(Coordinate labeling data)

[Start]

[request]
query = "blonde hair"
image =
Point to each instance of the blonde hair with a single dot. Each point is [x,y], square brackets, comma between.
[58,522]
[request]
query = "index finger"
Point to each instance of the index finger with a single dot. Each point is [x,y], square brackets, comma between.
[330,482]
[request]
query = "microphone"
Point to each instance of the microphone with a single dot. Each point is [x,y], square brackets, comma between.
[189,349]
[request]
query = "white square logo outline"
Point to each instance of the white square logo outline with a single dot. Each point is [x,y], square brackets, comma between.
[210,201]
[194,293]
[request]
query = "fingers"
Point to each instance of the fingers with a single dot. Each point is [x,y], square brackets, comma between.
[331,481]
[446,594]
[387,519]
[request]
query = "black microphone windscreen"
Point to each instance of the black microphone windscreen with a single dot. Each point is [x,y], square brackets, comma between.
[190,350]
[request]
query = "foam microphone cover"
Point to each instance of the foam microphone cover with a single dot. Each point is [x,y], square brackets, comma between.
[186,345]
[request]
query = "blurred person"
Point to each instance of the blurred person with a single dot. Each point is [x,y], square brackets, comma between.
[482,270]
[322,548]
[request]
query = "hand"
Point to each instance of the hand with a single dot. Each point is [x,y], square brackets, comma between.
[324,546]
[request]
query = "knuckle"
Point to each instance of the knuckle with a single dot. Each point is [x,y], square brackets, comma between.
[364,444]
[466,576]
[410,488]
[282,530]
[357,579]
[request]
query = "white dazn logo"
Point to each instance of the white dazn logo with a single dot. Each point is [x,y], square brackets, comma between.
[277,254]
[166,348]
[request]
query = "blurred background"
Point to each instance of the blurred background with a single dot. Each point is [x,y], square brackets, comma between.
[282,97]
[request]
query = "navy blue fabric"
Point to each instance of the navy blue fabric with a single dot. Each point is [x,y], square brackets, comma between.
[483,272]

[End]

» DIRECTIONS:
Collect every line of the listing that contains the string "cover", matching its case exactly.

» OUTPUT FOR THIS EXERCISE:
query = "foam microphone cover"
Point to each instance of the foam microphone cover with a single dot. Each point is [x,y], square brackets, comma between.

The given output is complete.